### Source text
Faculty

For a more detailed look at our faculty, including contact information please click on their photos:

Brigid Doherty

Associate Professor Brigid Doherty joined the faculty in German and Art & Archaeology at Princeton in 2003. Prior to that, she was Associate Professor of the History of Art and Humanities at Johns Hopkins University. A member of the Steering Committees of the Programs in Media & Modernity and European Cultural Studies, she focuses her research and teaching on the interdisciplinary study of modern and contemporary art and literature, with special emphasis on relationships among the visual arts, literature, and aesthetic and psychoanalytic theory in German modernism.


Devin Fore

Assistant Professor Devin Fore received his PhD in German from Columbia University in 2005 and joined the Princeton faculty in 2006. He has been awarded grants from the Social Science Research Council, the Fulbright, Humboldt and Whiting Foundations, and was the Anna Maria Kellen Fellow at the American Academy in Berlin in 2008-2009. His first book, Realism After Modernism: The Rehumanization of Art Between the Wars is forthcoming (2012) from MIT/October Books. A second book, All the Graphs: Soviet Factography and the Origins of Avant-Garde Documentary is also forthcoming. Fore has published articles in the journals New German Critique, October, Configurations and Grey Room, and has also translated a number of texts from both German and Russian.

[Photo-based point labeling data]
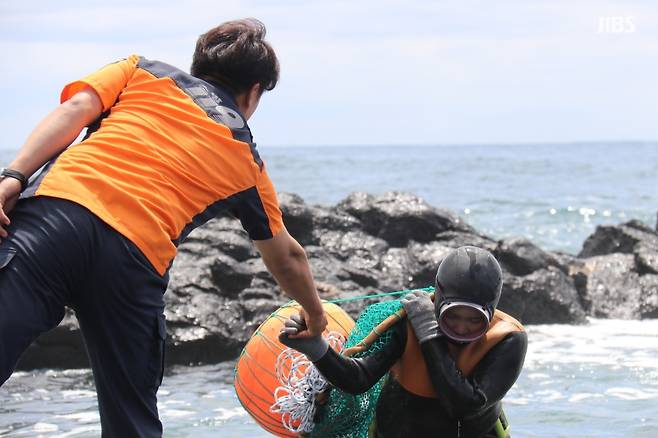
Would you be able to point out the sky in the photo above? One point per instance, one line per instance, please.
(371, 72)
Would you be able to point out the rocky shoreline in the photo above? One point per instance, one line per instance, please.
(220, 290)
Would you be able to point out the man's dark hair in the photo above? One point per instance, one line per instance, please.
(234, 55)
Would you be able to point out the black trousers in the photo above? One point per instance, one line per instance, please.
(60, 254)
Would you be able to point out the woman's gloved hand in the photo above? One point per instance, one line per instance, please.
(420, 311)
(313, 347)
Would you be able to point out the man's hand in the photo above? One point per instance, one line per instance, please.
(420, 311)
(313, 326)
(291, 335)
(10, 188)
(287, 262)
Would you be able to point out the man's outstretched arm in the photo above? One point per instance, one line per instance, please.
(52, 135)
(286, 260)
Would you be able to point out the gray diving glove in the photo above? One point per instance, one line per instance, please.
(314, 347)
(420, 312)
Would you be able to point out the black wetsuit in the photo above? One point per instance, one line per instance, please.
(465, 406)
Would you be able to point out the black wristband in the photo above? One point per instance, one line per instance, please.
(11, 173)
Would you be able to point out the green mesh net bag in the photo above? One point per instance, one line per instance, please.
(349, 416)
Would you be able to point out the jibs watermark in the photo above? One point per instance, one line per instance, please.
(616, 24)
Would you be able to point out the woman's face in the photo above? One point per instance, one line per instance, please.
(463, 323)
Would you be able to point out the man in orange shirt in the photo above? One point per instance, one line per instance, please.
(97, 229)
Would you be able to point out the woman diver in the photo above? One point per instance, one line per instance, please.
(450, 363)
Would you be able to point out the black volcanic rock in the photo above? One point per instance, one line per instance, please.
(520, 256)
(400, 217)
(545, 296)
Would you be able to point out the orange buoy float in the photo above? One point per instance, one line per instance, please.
(255, 372)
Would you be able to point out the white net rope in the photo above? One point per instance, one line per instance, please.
(300, 383)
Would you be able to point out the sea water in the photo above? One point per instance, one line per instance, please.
(590, 381)
(594, 380)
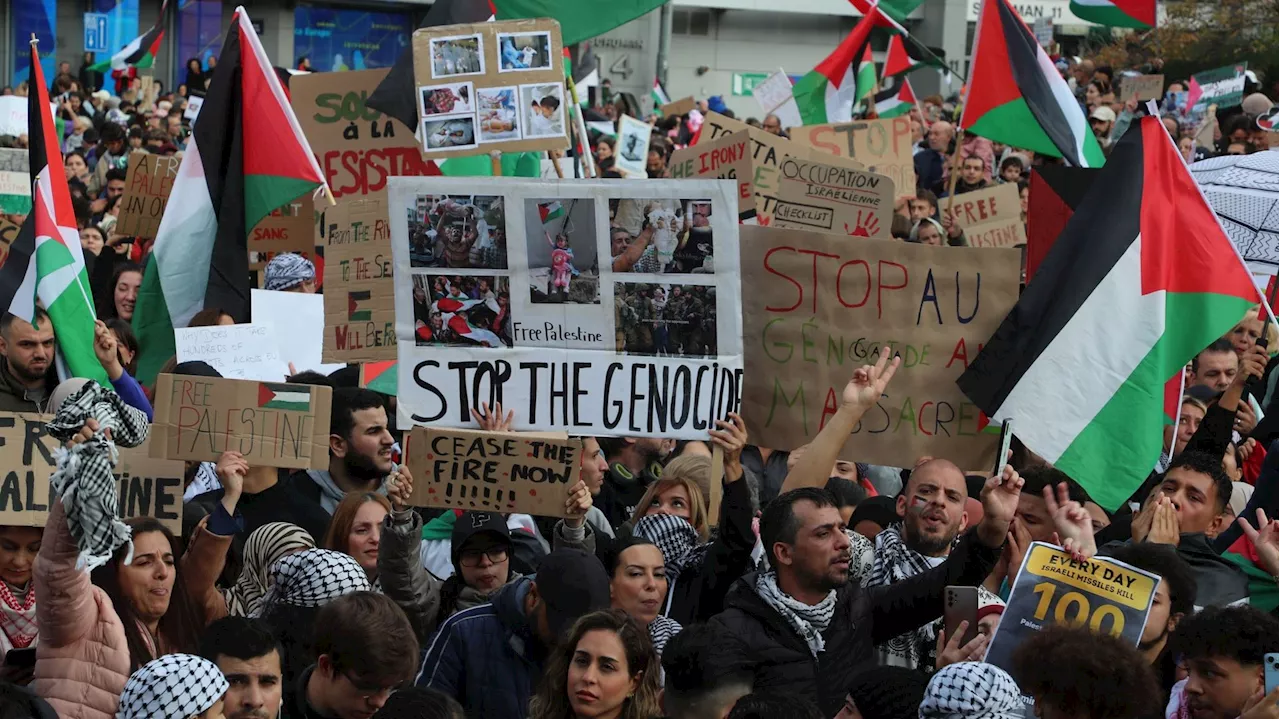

### Directive 1
According to the faculty page, in which journals has Devin Fore published articles?
### Directive 2
Return the lines of the records verbatim, from the line containing "Would you be able to point out the woman's gloved" up to and including the last line of the records. Leave the pictures out.
The faculty page and the records have nothing to do with each other.

### Worked answer 1
New German Critique, October, Configurations, Grey Room

### Worked answer 2
Would you be able to point out the woman's gloved hand in the photo above? One point per instance, one line per instance, please.
(420, 311)
(313, 347)
Would you be able to point out the man's hand in the photo above? One point per instance, one line per instance, please.
(420, 311)
(313, 326)
(291, 335)
(10, 188)
(287, 262)
Would you be able to point out the man's outstretched arm in the photo above? One point per instance, one line per instance, please.
(52, 135)
(286, 260)
Would you be able to point out the gray diving glove in the photo above? One point per instance, one line per instance, please.
(314, 347)
(420, 312)
Would you be able to point out the black wetsuit in the photo above? One point per instance, one line per instance, please.
(465, 406)
Would you be able to point out the black wristband in the photo above? One point per instance, one line per instance, please.
(11, 173)
Would you be able to point out the green mesh net bag in the photo above? One point per instance, one line per instance, please.
(349, 416)
Would you be able to point out the jibs watermark in the photo above? One point per instance, one line per instance, please.
(616, 24)
Would you be able to point out the woman's face in the photo above? One point per instance, one line per instance, please.
(463, 323)
Would you be able to point out the man in orange shirt in the photo above? One point per instance, one line per instance, please.
(97, 229)
Would you be able to point out the woman diver in the photo above? One point per instance, one line per instance, please.
(450, 363)
Would you be able to point out the black volcanic rock in the photo above? One point per instance, one line per instance, please.
(520, 256)
(400, 217)
(545, 296)
Would you be able to point out the orange buoy float in the photo above? One point per instance, one line per instance, please.
(255, 372)
Would you be able to point out the white net rope in the photo above? One point per instance, one line per instance, please.
(300, 383)
Would you be able to point out the sea water in the photo above? One point per instance, one line per instance, please.
(590, 381)
(594, 380)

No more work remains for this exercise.